* **Task description**
Rewrite the listing between the lines holding "Wildlife camera-trap request: tag the flower" and "point(450, 821)", inclusive, as a numbered list. Skip blank lines and leave out the pictures.

* **Material for this exercise**
_ _ _
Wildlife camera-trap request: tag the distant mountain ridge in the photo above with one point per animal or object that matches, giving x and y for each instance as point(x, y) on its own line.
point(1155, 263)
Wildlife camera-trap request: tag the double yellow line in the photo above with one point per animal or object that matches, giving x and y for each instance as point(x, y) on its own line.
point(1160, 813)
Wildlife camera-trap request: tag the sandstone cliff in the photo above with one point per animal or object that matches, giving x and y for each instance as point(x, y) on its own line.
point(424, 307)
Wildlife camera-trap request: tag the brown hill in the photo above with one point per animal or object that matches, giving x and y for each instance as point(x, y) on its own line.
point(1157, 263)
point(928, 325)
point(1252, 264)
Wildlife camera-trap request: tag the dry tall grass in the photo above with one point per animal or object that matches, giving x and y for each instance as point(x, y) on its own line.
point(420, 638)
_ _ _
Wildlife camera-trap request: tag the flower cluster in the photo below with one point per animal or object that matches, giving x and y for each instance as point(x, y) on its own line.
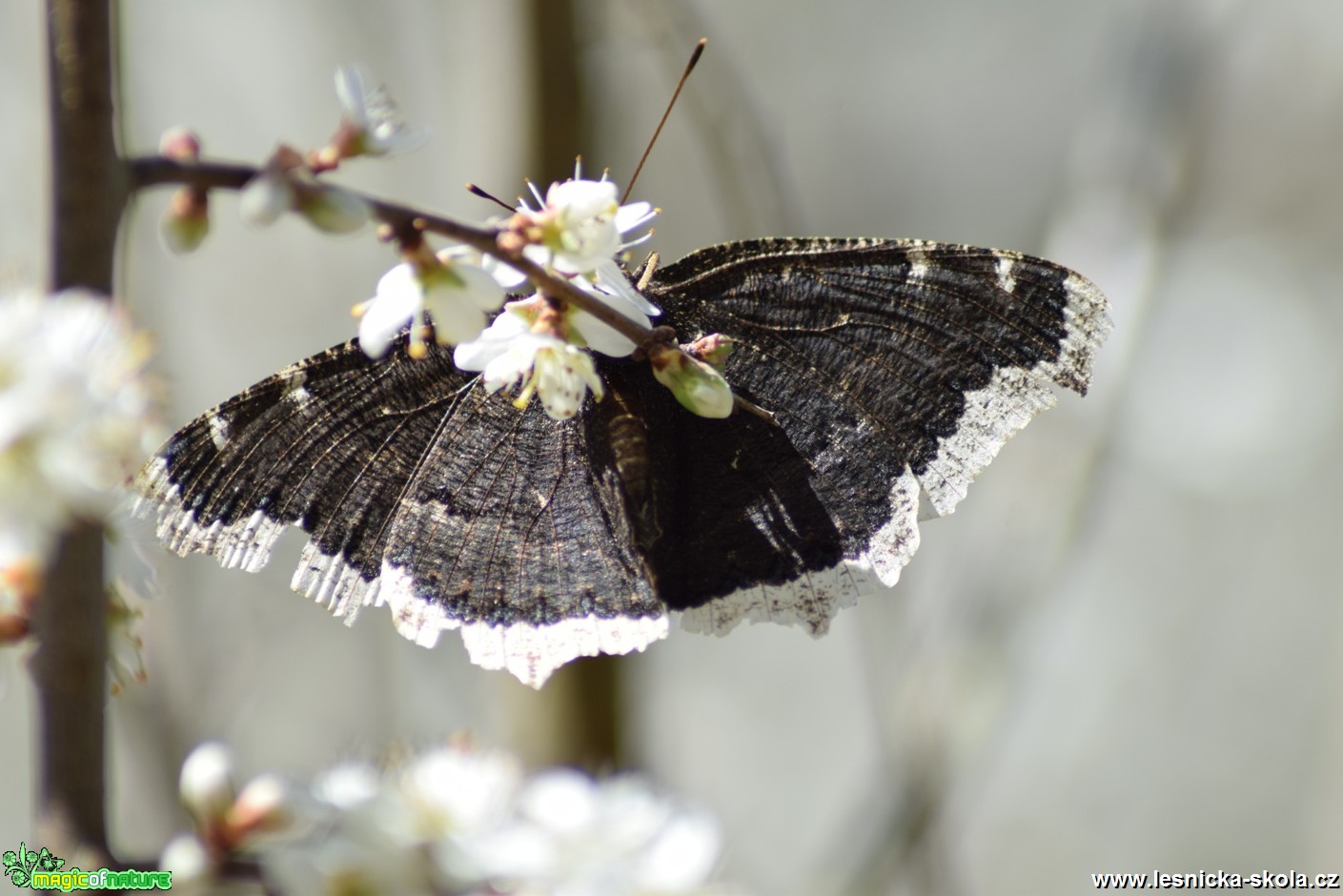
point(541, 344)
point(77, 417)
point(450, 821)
_ _ _
* **Exercise answer**
1. Wildlife camera-trap request: tag the flower cluster in the photo below with one point per animal or object that matches, giving x and y for each instance as point(x, y) on its own line.
2. point(541, 344)
3. point(77, 417)
4. point(450, 821)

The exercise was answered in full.